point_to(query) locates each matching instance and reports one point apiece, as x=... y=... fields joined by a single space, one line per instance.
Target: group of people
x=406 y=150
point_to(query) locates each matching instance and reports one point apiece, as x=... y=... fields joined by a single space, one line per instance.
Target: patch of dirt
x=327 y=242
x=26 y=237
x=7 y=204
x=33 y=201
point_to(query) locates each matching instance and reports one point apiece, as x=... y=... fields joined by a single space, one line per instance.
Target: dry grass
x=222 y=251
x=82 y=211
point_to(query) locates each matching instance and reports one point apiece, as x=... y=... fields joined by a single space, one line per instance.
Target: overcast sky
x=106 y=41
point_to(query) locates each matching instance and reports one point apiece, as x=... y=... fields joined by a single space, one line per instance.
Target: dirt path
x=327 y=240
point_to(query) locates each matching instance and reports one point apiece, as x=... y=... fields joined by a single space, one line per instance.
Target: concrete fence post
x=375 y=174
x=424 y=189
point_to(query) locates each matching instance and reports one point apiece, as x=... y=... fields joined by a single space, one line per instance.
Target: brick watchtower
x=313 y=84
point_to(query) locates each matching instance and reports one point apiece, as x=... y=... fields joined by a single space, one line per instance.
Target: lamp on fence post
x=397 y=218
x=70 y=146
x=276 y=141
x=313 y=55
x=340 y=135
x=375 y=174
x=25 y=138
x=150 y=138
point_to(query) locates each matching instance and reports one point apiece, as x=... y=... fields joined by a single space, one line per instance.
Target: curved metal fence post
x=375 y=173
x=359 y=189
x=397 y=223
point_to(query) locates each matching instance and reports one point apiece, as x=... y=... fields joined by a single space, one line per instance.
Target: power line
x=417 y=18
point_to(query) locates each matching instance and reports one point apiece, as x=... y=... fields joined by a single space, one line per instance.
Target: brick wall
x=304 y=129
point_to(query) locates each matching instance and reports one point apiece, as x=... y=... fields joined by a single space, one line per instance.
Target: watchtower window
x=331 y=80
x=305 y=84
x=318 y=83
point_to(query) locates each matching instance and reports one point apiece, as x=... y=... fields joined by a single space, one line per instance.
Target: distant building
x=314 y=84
────────────────────────────────────────
WHAT YOU NEED TO DO: Collect every line of the listing above that contains the string "dirt", treating uppercase and lowercase letters as different.

SOLVED PROBLEM:
Target: patch of dirt
Target: dirt path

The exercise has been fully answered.